*** Opening of DATA UNDER STUDY ***

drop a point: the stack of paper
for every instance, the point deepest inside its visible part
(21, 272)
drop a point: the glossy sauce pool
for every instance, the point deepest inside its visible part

*** Close of DATA UNDER STUDY ***

> _TASK TO CARRY OUT_: Set down every entry exactly as it appears.

> _RESPONSE TO THE EXERCISE_:
drop a point: the stack of paper
for every instance, the point deepest inside its visible part
(21, 272)
drop a point: the glossy sauce pool
for every instance, the point deepest inside its visible part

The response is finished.